## What is being asked
Using the word "pine" as the filter, copy each matching line from the records.

####################

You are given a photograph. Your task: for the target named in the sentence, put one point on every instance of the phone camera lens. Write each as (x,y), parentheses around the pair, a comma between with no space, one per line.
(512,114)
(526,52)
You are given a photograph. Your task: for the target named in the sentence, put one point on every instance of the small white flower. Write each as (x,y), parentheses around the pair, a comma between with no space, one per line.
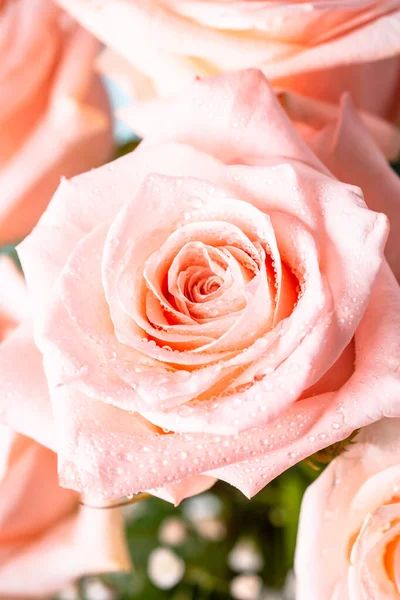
(205,506)
(246,587)
(97,590)
(245,557)
(165,569)
(172,532)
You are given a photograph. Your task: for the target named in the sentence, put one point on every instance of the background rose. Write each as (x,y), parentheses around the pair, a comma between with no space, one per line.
(46,538)
(317,48)
(349,536)
(198,309)
(54,116)
(349,143)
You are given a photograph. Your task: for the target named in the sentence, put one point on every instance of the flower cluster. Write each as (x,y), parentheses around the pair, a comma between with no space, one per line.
(221,302)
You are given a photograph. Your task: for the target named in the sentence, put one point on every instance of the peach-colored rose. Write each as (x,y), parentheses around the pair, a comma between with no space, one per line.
(348,545)
(54,117)
(213,303)
(317,48)
(46,538)
(347,145)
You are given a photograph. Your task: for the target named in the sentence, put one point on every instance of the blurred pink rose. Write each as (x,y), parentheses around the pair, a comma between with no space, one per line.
(350,144)
(214,303)
(317,48)
(348,544)
(46,538)
(54,117)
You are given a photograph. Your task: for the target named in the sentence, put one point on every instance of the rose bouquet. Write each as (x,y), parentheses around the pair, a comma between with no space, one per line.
(218,307)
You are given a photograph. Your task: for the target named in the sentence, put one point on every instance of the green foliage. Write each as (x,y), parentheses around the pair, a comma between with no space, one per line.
(128,147)
(269,521)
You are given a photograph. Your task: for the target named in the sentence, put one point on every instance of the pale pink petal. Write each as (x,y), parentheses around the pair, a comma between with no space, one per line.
(78,206)
(191,486)
(351,154)
(310,116)
(72,136)
(25,404)
(335,506)
(232,118)
(43,526)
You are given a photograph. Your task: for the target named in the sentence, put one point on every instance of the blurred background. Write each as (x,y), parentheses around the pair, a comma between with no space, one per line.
(214,546)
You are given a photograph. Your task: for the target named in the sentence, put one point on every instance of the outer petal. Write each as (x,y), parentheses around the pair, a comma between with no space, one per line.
(372,392)
(311,116)
(232,118)
(351,154)
(83,203)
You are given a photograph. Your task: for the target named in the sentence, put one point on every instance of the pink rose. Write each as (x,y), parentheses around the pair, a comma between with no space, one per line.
(46,538)
(347,145)
(54,117)
(317,48)
(214,303)
(348,544)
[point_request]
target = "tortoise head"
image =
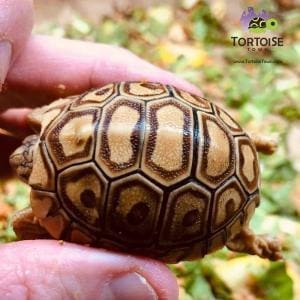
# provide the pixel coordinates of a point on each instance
(22, 158)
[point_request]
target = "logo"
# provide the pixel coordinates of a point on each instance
(257, 23)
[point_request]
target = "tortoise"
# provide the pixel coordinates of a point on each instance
(144, 168)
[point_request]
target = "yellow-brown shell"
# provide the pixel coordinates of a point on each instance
(145, 168)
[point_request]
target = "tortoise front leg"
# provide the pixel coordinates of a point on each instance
(27, 227)
(262, 245)
(264, 144)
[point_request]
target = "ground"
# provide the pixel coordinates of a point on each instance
(192, 39)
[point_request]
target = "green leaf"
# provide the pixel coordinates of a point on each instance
(276, 284)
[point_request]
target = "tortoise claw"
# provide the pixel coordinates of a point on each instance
(261, 245)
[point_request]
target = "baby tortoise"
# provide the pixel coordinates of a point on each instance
(143, 168)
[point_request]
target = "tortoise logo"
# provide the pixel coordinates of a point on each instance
(257, 23)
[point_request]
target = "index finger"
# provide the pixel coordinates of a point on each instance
(50, 67)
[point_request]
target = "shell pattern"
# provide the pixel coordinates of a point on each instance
(144, 168)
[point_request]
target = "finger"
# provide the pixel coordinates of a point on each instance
(8, 145)
(14, 120)
(47, 270)
(50, 67)
(16, 21)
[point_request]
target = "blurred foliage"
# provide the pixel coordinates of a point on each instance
(193, 40)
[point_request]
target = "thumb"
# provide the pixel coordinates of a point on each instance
(16, 21)
(47, 270)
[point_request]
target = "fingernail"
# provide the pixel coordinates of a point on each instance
(5, 57)
(129, 287)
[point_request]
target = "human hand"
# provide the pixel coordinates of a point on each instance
(39, 69)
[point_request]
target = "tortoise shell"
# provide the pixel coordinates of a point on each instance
(143, 168)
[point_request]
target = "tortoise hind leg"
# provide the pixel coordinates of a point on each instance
(264, 144)
(262, 245)
(27, 227)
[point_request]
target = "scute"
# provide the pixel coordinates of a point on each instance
(168, 147)
(96, 97)
(143, 90)
(42, 176)
(72, 139)
(195, 101)
(133, 208)
(216, 153)
(120, 136)
(247, 168)
(186, 215)
(82, 190)
(144, 168)
(228, 202)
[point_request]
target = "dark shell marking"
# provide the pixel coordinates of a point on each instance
(146, 168)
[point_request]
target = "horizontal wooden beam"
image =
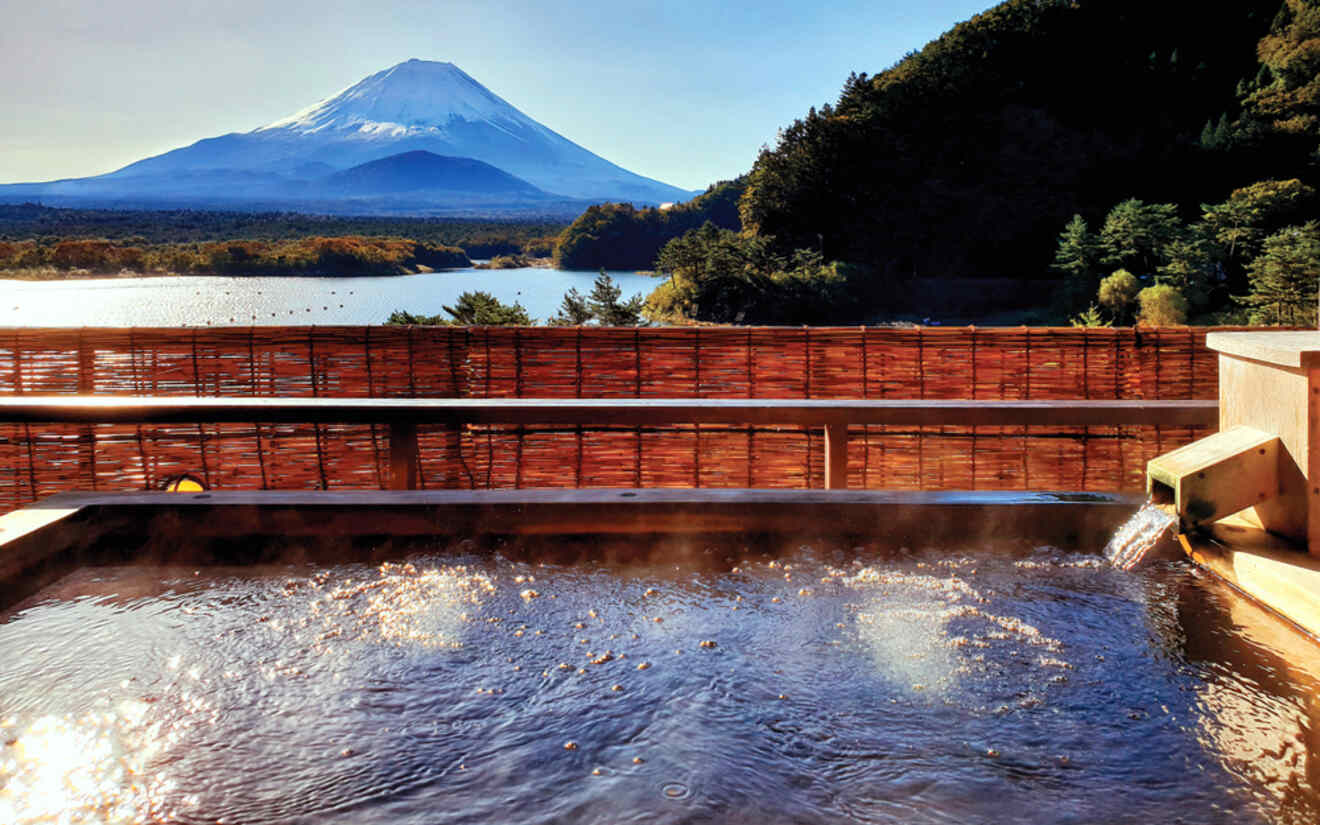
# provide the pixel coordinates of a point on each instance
(606, 412)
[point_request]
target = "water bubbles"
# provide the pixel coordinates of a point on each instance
(1139, 537)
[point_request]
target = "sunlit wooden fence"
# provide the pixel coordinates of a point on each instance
(37, 460)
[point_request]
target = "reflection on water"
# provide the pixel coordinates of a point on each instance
(817, 684)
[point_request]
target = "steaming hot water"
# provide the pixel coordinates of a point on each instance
(809, 684)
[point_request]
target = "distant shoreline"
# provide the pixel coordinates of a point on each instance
(45, 273)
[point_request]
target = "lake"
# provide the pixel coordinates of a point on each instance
(273, 301)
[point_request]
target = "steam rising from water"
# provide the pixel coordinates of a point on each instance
(1137, 540)
(969, 687)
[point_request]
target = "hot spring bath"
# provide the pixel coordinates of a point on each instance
(906, 659)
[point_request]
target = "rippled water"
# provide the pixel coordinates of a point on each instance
(1138, 540)
(815, 685)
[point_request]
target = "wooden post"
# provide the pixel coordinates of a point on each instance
(836, 456)
(403, 456)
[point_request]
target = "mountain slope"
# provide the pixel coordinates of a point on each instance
(416, 106)
(427, 174)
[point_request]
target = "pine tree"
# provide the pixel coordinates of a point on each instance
(605, 305)
(1077, 258)
(573, 310)
(1285, 277)
(1135, 234)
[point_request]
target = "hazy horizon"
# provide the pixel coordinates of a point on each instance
(93, 89)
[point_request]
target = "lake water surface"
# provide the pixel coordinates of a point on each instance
(273, 301)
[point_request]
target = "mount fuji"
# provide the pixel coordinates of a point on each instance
(477, 153)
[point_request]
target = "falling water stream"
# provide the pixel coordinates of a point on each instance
(1139, 539)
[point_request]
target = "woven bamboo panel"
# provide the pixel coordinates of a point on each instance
(570, 362)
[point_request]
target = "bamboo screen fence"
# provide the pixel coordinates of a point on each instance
(539, 362)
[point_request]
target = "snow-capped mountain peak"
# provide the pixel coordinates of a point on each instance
(413, 107)
(408, 98)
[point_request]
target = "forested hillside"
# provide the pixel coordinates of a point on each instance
(1175, 139)
(968, 156)
(621, 236)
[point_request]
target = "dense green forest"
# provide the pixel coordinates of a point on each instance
(485, 238)
(621, 236)
(1057, 140)
(349, 255)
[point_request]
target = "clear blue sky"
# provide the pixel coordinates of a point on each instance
(680, 90)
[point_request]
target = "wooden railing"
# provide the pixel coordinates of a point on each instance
(404, 415)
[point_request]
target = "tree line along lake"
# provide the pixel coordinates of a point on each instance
(285, 300)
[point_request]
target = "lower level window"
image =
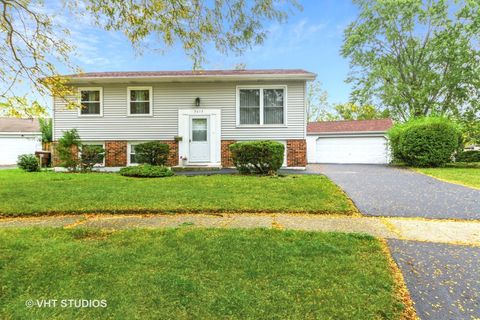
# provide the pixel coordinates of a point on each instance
(94, 145)
(133, 160)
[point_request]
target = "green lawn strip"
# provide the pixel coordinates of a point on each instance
(196, 274)
(24, 193)
(464, 176)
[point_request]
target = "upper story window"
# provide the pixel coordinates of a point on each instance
(91, 101)
(139, 101)
(261, 106)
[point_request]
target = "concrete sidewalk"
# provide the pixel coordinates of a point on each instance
(429, 230)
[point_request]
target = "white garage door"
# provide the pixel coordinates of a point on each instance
(12, 147)
(351, 150)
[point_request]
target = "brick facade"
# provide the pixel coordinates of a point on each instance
(115, 153)
(226, 154)
(296, 153)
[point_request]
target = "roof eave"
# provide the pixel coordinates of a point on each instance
(347, 132)
(193, 78)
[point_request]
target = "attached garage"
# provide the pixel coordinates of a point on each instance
(361, 141)
(18, 136)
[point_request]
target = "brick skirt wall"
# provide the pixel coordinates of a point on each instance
(296, 153)
(116, 153)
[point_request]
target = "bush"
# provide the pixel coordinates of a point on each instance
(260, 157)
(468, 156)
(67, 149)
(146, 171)
(28, 162)
(425, 142)
(154, 153)
(91, 155)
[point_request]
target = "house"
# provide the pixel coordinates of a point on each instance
(359, 141)
(18, 136)
(198, 113)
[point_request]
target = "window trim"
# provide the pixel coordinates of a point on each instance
(150, 101)
(80, 89)
(129, 150)
(261, 88)
(95, 143)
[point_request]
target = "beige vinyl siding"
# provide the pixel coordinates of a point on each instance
(168, 98)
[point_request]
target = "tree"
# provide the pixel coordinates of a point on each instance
(316, 100)
(46, 127)
(67, 149)
(34, 45)
(416, 57)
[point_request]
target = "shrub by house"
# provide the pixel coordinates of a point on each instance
(425, 142)
(260, 157)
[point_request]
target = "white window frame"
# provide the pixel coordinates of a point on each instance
(129, 151)
(100, 89)
(95, 143)
(150, 101)
(261, 88)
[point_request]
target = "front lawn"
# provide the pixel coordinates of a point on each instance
(465, 176)
(195, 274)
(23, 193)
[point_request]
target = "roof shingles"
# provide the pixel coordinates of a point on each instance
(190, 73)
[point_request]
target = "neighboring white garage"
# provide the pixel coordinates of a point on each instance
(360, 141)
(18, 136)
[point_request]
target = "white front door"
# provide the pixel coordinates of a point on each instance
(199, 139)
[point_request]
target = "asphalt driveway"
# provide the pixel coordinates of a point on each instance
(443, 279)
(379, 190)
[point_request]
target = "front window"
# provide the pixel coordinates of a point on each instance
(249, 106)
(93, 144)
(133, 160)
(91, 101)
(140, 100)
(261, 106)
(273, 106)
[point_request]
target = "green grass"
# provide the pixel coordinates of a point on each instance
(196, 274)
(23, 193)
(465, 176)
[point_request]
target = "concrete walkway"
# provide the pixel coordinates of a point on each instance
(441, 231)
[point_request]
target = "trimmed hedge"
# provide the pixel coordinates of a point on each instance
(154, 153)
(425, 142)
(468, 156)
(28, 162)
(259, 157)
(90, 156)
(146, 171)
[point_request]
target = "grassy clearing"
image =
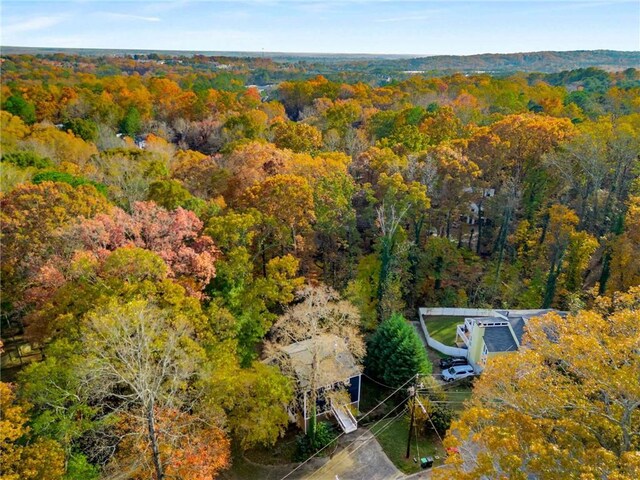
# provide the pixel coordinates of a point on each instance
(458, 395)
(443, 328)
(392, 436)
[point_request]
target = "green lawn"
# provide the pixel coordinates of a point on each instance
(443, 328)
(458, 395)
(392, 436)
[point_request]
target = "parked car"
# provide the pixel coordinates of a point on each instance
(457, 372)
(452, 362)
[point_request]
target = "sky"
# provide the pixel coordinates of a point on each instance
(418, 27)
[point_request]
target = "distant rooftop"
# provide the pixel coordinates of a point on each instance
(499, 339)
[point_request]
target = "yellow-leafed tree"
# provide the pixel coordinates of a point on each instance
(566, 405)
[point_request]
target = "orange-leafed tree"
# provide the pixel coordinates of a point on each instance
(566, 405)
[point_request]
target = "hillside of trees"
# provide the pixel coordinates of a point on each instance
(161, 215)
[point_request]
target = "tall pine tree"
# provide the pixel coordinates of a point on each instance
(395, 352)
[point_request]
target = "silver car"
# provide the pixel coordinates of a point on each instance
(456, 372)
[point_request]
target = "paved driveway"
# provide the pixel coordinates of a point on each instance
(363, 459)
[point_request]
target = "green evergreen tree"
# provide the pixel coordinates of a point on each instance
(131, 123)
(395, 352)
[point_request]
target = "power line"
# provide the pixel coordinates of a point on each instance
(375, 381)
(343, 433)
(373, 437)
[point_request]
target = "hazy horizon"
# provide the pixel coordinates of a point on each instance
(343, 27)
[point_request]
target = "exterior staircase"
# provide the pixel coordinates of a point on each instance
(345, 418)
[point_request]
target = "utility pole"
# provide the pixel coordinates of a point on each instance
(412, 392)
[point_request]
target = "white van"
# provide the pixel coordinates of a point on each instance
(457, 372)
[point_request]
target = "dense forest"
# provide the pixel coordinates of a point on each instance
(173, 201)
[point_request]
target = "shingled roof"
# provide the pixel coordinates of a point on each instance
(335, 361)
(499, 339)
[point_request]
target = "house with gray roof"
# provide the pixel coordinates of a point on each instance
(483, 333)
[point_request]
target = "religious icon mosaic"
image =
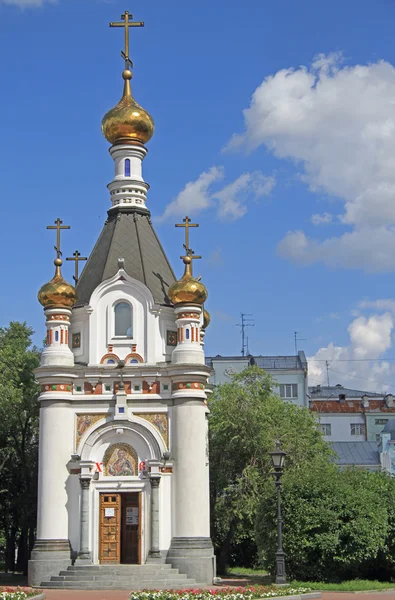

####################

## Result
target = "pine tree"
target = "tall pine tree"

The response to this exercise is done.